**AIM OF THE EXERCISE**
Reproduce the listing that follows with no differences at all.

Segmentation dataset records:
▼

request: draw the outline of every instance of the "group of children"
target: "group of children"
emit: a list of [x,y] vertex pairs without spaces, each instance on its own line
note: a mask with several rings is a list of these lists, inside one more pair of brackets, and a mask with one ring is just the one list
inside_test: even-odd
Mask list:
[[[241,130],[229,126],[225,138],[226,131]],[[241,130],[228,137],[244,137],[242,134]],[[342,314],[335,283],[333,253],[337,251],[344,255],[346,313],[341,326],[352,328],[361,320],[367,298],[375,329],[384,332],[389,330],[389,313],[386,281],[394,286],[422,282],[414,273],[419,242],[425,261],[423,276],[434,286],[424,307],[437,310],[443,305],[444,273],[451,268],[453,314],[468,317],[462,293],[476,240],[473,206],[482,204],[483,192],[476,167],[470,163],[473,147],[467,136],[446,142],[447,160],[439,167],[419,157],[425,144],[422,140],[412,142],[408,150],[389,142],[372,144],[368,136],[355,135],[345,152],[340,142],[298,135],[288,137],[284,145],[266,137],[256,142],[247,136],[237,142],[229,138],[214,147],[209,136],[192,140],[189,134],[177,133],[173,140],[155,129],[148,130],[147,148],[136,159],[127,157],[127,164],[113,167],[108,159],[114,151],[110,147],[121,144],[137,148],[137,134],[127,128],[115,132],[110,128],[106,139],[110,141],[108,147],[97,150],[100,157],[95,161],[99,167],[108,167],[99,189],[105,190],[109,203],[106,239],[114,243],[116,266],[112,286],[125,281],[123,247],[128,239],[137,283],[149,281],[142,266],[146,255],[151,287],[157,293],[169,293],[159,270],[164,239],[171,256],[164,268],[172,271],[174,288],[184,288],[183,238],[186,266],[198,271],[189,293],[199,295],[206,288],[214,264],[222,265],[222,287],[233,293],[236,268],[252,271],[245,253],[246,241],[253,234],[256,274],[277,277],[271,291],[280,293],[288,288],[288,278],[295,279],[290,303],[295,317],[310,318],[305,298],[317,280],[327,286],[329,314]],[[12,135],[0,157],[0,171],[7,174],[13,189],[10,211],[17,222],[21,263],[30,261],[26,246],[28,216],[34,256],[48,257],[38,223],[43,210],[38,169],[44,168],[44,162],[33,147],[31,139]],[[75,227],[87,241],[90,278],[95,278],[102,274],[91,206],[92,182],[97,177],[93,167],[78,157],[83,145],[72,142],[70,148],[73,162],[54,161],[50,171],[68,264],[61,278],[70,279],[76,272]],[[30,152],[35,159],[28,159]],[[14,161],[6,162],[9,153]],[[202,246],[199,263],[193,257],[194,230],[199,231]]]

▲

**RESPONSE TO THE TASK**
request: draw the outline of every instance of the "group of children"
target: "group of children"
emit: a list of [x,y] vertex pairs without spaces, each instance on its own line
note: a mask with several rings is a list of these lists, inside one more pair of brackets, and a mask with one ring is just the one list
inside_test: even-odd
Mask list:
[[[241,130],[229,126],[225,138],[226,131]],[[241,130],[228,137],[244,137],[242,134]],[[342,314],[335,283],[333,253],[337,251],[344,255],[346,313],[341,326],[352,328],[361,320],[367,298],[375,329],[384,332],[389,330],[389,313],[386,281],[394,286],[422,282],[414,273],[419,242],[425,261],[423,276],[434,286],[424,307],[437,310],[443,305],[444,273],[451,268],[453,314],[468,317],[462,293],[476,240],[473,206],[482,204],[483,192],[476,167],[470,163],[473,147],[467,136],[446,142],[447,160],[439,167],[419,157],[425,144],[422,140],[412,142],[408,150],[389,142],[372,144],[368,136],[355,135],[345,152],[340,142],[298,135],[288,137],[284,145],[266,137],[256,142],[247,136],[237,142],[229,138],[214,147],[209,136],[192,140],[189,134],[177,133],[173,140],[155,129],[148,130],[147,148],[136,159],[127,157],[127,164],[113,167],[108,159],[114,151],[110,147],[121,144],[137,148],[137,134],[127,128],[115,132],[110,128],[106,139],[110,141],[108,147],[97,150],[100,157],[95,161],[99,167],[108,167],[99,189],[105,190],[109,203],[106,239],[114,243],[116,266],[112,286],[125,281],[123,247],[128,239],[137,283],[149,281],[142,266],[146,255],[151,287],[157,293],[169,293],[159,270],[164,239],[171,256],[164,268],[172,271],[174,288],[184,288],[183,238],[186,266],[198,271],[189,293],[199,295],[206,288],[214,264],[222,265],[222,287],[233,293],[236,268],[252,271],[245,253],[246,241],[253,234],[256,274],[277,277],[271,291],[280,293],[288,288],[288,278],[295,279],[290,303],[295,317],[310,318],[305,298],[317,280],[327,286],[329,314]],[[12,135],[0,157],[0,171],[7,174],[13,189],[10,211],[17,222],[21,263],[30,261],[26,246],[28,216],[34,256],[48,257],[38,223],[43,210],[38,169],[44,168],[44,162],[33,147],[31,139]],[[75,227],[87,241],[90,278],[95,278],[102,274],[91,206],[92,182],[97,177],[93,167],[78,157],[83,145],[72,142],[70,148],[73,162],[54,161],[50,171],[68,264],[61,278],[70,279],[76,272]],[[30,152],[35,159],[28,159]],[[14,161],[6,162],[9,153]],[[202,246],[199,263],[193,257],[194,230],[199,231]]]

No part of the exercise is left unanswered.